**Your task**: According to the South Carolina Department of Health and Environmental Control as cited in the beach litter article, what are all the ways plastic and other litter get into the water or onto the shore?

**Provided passage**:
[Start of Attachment]
By Mary Pringle for Island Eye News
With so many people living on the coast, problems for our wildlife are caused by trash that floats in the water or is found on the shore. Not only sea turtles but shorebirds and marine mammals are killed by debris every year.
In April of this year an endangered leatherback turtle washed ashore near Wadmalaw Creek. These huge turtles have shells about six feet long and weigh about 1,500 lbs and their main diet staple is jellyfish which resemble plastic bags in the water. A necropsy showed that it had a large plastic bag in its digestive tract, which was the probable cause of death. In June of 2009 an 800 lb. pigmy sperm whale and her calf were found in shallow water at the harbor end of Sullivan’s Island. Officials at NOAA reported the mother was dying from having a large plastic bag in her stomach, and the baby whale was beaching itself to stay with her.
Turtle Team members who patrolled on July 5 this season reported that some parts of our beach were severely littered after the holiday celebrations.
Normally they carry bags and clean up the beach, but there was just too much for them this time.
According to the South Carolina Department of Health and Environmental Control each year tons of plastic and other litter are tossed into rivers, left on beaches, or dumped overboard from recreational and commercial vessels. Litter not only looks bad, but can put people and wildlife in danger. Marine debris can last a long time. When several members of the Turtle Team visited the Gumbo Limbo Nature Center in Boca Raton, Florida several years ago, we saw a display that gave the following information about decomposition times of common beach litter:
• Cigarette Butts: 1-5 years. Of 6.2 million items of beach debris collected worldwide on a single day, 1.6 million were cigarette-related.
[End of Attachment]
**Provided data**:
[Start of Attachment]
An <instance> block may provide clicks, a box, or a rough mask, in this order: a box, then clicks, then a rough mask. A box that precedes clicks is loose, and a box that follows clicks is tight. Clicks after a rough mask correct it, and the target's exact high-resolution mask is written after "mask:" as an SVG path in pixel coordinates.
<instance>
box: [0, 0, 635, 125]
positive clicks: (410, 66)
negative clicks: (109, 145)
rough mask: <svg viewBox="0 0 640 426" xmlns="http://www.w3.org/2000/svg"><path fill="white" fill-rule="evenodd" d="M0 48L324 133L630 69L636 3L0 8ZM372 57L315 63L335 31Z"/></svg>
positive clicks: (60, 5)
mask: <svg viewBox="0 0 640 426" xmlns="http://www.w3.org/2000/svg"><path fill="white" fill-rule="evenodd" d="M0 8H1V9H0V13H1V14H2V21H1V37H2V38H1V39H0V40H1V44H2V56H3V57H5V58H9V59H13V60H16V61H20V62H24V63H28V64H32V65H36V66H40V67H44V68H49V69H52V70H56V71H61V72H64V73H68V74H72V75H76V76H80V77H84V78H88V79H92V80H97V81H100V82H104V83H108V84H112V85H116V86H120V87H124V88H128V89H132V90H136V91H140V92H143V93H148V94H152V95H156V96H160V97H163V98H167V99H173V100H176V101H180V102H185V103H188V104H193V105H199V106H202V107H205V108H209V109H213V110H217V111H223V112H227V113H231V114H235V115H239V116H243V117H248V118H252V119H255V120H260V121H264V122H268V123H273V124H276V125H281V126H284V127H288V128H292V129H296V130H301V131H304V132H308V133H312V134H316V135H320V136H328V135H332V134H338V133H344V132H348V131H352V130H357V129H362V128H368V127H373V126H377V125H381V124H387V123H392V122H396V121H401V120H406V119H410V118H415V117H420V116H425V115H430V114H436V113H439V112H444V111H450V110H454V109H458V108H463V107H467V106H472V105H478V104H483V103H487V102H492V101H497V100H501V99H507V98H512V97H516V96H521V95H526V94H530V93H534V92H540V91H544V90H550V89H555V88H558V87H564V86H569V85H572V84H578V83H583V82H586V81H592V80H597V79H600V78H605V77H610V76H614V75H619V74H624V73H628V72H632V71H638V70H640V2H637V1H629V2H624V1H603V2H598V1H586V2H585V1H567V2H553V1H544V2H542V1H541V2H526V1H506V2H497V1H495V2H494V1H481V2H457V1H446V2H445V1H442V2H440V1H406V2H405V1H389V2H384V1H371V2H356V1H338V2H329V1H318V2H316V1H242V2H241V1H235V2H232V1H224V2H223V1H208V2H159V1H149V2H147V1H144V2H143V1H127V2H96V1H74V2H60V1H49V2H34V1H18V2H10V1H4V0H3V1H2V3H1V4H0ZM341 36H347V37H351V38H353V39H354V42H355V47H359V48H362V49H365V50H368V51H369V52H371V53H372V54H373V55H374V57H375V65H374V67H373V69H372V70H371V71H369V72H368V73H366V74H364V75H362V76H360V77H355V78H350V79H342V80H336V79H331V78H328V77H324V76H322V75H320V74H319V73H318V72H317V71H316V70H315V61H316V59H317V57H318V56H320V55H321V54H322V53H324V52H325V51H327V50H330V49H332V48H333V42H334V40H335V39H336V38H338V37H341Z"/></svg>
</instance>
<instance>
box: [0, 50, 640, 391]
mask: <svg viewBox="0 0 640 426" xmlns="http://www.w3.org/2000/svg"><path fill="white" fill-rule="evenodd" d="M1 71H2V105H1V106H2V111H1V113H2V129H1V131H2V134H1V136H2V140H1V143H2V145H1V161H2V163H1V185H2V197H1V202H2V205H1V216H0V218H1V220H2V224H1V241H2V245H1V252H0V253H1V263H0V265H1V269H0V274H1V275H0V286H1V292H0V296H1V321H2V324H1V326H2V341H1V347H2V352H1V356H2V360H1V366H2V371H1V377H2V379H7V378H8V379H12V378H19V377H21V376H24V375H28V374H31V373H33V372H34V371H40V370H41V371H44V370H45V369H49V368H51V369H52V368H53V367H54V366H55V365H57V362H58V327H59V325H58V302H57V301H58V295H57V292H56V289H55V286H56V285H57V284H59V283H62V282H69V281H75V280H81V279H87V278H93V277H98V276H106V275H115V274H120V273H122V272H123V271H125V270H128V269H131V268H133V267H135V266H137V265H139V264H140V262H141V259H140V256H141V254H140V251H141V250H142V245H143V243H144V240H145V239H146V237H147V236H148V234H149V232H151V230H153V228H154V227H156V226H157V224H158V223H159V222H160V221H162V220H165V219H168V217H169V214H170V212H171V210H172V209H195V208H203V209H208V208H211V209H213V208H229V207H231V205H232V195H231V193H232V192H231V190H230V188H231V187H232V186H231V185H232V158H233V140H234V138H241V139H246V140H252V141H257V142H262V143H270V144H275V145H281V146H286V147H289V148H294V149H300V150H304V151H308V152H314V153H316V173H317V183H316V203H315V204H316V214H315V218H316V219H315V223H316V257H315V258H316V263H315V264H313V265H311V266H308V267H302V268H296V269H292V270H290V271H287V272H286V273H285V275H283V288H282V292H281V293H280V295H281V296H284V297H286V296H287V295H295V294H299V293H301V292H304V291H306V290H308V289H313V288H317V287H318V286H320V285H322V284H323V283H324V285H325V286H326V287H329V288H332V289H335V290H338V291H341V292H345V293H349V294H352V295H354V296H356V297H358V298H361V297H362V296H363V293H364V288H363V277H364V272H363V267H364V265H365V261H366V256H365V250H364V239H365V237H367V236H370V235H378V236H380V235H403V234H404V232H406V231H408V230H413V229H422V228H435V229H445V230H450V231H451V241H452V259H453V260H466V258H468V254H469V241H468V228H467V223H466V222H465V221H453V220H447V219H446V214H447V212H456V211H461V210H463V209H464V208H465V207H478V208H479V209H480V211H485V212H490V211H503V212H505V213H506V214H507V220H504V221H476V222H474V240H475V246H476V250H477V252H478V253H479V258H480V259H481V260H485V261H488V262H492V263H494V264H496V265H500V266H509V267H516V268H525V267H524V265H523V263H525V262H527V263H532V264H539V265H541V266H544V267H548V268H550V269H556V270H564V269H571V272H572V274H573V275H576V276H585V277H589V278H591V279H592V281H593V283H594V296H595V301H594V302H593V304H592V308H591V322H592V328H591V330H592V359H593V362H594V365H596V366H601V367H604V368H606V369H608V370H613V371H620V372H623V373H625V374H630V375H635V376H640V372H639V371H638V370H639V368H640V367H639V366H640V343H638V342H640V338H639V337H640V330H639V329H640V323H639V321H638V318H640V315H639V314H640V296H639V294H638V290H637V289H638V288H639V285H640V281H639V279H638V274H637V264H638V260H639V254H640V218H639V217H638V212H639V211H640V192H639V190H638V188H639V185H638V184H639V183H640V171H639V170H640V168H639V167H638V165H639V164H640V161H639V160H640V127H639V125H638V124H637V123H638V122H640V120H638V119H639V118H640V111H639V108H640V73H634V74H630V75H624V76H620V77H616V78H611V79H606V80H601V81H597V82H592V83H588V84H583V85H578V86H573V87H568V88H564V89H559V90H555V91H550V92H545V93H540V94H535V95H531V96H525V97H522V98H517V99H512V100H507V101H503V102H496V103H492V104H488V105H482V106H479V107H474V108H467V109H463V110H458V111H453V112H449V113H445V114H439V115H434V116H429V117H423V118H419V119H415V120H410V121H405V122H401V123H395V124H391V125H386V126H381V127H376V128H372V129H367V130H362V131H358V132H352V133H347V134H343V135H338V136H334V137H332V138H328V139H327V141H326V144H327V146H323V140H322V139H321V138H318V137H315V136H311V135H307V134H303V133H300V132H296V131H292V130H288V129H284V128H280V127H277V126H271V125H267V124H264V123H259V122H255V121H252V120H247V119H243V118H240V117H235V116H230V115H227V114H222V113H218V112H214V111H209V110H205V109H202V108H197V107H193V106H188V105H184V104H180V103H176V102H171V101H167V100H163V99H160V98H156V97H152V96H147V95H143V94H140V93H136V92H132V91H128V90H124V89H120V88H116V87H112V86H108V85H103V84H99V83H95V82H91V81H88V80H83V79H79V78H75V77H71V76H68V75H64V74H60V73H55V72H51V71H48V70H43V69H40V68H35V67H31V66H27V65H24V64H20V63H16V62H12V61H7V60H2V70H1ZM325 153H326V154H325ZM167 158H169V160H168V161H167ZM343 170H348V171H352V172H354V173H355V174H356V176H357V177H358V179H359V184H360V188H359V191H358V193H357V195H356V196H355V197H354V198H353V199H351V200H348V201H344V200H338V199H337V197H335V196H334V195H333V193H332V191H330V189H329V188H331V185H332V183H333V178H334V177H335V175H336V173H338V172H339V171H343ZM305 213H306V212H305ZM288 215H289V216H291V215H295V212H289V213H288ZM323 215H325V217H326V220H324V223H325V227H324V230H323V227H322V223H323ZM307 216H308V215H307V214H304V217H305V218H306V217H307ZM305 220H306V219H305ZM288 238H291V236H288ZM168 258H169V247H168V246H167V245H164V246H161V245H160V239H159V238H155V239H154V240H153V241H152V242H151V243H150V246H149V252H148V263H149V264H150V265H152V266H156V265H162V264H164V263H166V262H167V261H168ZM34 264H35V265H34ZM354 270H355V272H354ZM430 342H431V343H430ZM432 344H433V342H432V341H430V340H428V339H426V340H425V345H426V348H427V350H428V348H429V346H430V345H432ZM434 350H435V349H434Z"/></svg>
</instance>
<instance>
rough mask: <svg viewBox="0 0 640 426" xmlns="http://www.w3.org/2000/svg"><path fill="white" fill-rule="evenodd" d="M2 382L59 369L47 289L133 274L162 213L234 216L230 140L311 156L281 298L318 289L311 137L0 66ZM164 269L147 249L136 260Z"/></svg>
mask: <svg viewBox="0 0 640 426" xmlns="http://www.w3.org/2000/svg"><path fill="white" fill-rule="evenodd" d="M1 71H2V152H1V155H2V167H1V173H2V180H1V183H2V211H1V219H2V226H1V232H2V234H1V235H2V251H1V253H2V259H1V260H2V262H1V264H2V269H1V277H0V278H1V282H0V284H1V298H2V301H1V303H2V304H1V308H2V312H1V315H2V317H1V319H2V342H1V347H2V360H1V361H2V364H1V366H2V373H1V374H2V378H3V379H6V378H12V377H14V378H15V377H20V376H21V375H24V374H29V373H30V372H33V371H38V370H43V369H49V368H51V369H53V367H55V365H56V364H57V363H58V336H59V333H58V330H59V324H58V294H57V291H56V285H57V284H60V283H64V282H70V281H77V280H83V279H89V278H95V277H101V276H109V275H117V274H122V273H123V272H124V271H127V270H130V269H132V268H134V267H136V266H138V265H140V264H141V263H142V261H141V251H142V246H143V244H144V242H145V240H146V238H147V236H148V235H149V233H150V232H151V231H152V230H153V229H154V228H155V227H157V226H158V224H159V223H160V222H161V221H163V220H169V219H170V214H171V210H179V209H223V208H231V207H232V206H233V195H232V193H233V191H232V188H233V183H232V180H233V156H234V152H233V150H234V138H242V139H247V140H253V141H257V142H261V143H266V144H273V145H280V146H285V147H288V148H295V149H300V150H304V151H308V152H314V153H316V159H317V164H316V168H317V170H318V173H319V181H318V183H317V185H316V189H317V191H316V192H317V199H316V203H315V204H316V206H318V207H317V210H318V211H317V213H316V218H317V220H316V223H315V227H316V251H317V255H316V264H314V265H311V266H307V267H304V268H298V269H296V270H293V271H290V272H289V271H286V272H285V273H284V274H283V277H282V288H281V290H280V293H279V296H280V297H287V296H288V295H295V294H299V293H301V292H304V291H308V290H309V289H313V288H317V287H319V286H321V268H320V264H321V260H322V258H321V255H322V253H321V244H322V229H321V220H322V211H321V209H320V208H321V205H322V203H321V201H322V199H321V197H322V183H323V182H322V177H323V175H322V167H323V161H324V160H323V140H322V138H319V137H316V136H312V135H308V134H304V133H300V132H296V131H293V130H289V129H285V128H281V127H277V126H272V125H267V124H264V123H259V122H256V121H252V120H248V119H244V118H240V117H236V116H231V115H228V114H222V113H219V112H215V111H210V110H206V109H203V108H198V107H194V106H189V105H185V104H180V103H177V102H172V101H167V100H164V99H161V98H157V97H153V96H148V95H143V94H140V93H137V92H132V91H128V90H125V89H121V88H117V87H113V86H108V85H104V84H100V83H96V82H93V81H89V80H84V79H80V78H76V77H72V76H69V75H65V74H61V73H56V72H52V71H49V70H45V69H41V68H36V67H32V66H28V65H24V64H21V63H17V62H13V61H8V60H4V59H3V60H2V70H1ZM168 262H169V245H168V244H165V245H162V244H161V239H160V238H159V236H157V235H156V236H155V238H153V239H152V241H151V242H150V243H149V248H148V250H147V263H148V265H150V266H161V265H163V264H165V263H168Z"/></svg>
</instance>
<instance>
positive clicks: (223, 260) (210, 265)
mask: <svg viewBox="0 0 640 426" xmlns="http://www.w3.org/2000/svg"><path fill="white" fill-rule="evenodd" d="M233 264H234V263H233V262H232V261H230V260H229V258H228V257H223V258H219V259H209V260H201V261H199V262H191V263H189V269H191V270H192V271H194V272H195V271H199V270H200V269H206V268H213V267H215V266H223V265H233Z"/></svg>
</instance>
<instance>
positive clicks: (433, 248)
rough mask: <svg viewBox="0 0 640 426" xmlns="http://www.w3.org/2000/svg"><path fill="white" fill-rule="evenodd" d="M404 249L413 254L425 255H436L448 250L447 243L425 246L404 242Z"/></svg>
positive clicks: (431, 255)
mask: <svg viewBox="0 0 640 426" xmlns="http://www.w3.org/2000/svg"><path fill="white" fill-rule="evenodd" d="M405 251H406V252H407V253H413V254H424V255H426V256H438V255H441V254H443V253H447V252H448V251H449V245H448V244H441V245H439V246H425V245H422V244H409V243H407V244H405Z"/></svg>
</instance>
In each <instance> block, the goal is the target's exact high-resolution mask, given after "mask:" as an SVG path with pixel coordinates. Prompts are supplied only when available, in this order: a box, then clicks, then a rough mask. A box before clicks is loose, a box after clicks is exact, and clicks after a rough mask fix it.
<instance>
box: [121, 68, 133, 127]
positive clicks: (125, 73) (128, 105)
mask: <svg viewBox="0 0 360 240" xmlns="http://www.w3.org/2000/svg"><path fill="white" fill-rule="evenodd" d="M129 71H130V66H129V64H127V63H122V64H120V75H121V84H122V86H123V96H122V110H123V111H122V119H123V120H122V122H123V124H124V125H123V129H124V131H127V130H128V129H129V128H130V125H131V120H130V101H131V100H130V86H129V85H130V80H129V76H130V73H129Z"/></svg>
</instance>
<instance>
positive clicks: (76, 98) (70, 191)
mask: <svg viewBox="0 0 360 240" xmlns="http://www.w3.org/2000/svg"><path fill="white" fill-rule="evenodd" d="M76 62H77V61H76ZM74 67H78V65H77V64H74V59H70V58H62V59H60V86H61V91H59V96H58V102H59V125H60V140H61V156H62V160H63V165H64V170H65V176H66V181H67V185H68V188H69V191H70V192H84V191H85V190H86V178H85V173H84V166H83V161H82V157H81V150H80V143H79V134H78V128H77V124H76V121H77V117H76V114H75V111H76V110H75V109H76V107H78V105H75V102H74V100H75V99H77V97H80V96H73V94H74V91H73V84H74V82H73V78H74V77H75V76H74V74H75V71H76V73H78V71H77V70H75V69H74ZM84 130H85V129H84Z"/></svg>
[End of Attachment]
**Result of the exercise**:
- Tossed into rivers
- Left on beaches
- Dumped overboard from recreational and commercial vessels